Data:
** start **

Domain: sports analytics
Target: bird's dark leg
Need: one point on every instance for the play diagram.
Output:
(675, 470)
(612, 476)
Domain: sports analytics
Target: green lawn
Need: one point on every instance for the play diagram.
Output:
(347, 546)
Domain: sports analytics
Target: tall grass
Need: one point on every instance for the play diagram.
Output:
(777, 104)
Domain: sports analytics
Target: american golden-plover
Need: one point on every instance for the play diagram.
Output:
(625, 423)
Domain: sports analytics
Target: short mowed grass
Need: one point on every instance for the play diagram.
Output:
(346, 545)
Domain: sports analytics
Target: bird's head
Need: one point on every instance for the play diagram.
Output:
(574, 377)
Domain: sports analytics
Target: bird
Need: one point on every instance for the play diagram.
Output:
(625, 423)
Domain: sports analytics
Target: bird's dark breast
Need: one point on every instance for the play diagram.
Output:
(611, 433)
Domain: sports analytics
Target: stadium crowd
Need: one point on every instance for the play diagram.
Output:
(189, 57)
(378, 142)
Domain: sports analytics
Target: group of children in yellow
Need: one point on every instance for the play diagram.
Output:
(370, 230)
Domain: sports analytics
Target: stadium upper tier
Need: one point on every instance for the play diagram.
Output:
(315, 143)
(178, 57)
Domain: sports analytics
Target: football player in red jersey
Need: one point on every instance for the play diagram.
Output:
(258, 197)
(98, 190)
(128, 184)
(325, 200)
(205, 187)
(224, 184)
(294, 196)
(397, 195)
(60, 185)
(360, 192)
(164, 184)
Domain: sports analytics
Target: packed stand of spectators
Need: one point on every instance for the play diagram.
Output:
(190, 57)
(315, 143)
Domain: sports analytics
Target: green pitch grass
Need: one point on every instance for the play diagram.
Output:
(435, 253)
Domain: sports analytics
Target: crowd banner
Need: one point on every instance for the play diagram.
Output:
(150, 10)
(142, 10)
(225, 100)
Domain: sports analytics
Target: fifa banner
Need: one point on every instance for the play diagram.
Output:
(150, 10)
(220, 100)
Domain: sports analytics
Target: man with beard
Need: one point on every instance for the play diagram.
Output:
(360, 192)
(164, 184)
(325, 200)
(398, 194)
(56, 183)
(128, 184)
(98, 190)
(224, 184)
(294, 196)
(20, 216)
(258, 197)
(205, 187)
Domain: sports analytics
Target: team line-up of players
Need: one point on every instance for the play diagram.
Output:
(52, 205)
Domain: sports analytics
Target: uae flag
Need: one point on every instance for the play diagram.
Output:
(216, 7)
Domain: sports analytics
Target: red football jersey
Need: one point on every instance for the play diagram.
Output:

** end **

Exercise: Send back all of the entries exactly, with nothing missing.

Written answer:
Domain: sports analytics
Target: bird's dark leg
Need: one point on every instance for the play diagram.
Output:
(675, 470)
(612, 476)
Domain: sports analytics
Target: green lawn
Need: one point on every instance for the play diagram.
Output:
(347, 546)
Domain: sports analytics
Target: tall grass
Need: one point on every instance for the play diagram.
Output:
(777, 104)
Domain: sports analytics
Target: american golden-plover
Need: one point on every instance for the play diagram.
Output:
(625, 423)
Domain: sports analytics
Target: short mowed grass
Need: one point on every instance for the play diagram.
Output:
(346, 545)
Domain: sports analytics
Target: bird's head
Need: one point on every instance for the play diagram.
Output:
(574, 377)
Domain: sports analytics
Target: bird
Need: one point on every instance for the play diagram.
Output:
(625, 423)
Domain: sports analytics
Target: bird's dark breast
Need: one point on every instance for the play diagram.
Output:
(611, 433)
Domain: sports analytics
Target: stadium crowd
Need: one point on every instance for the play diagram.
Output:
(189, 57)
(378, 142)
Domain: sports analytics
Target: group of children in yellow
Need: one point on every instance for the play diagram.
Output:
(370, 230)
Domain: sports analytics
Target: stadium upper tier
Need: one point on every instance for the play diagram.
Output:
(315, 143)
(178, 57)
Domain: sports analytics
Target: football player in red jersey
Need: one point on every instance for the play diagram.
Output:
(258, 197)
(98, 190)
(128, 184)
(325, 200)
(205, 187)
(224, 184)
(294, 196)
(397, 195)
(60, 185)
(360, 192)
(164, 184)
Domain: sports analytics
Target: packed stand of spectators
Need: one point on every instance for the play diagram.
Output:
(190, 57)
(315, 143)
Domain: sports analytics
Target: green pitch grass
Need: one point on every instance for the play diagram.
Output:
(435, 253)
Domain: sports analytics
Target: crowd banner
Need: one point on every instance for the play diagram.
Output:
(150, 10)
(142, 10)
(225, 100)
Domain: sports analytics
Target: fifa banner
Need: one point on every instance for the play diagram.
Output:
(150, 10)
(220, 100)
Domain: sports analytics
Target: man with beard
Need: one point on every instance for the play diagram.
Output:
(360, 192)
(164, 184)
(325, 200)
(398, 194)
(56, 183)
(128, 184)
(98, 190)
(224, 184)
(294, 196)
(20, 216)
(258, 197)
(205, 187)
Domain: sports analytics
Target: team line-up of players
Need: one point on every instance for the play diagram.
Output:
(52, 205)
Domain: sports analytics
Target: uae flag
Need: one point on every instance for the play diagram.
Output:
(216, 7)
Domain: sports analytics
Target: red football jersey
Need: one point on every instance for the play diagram.
Output:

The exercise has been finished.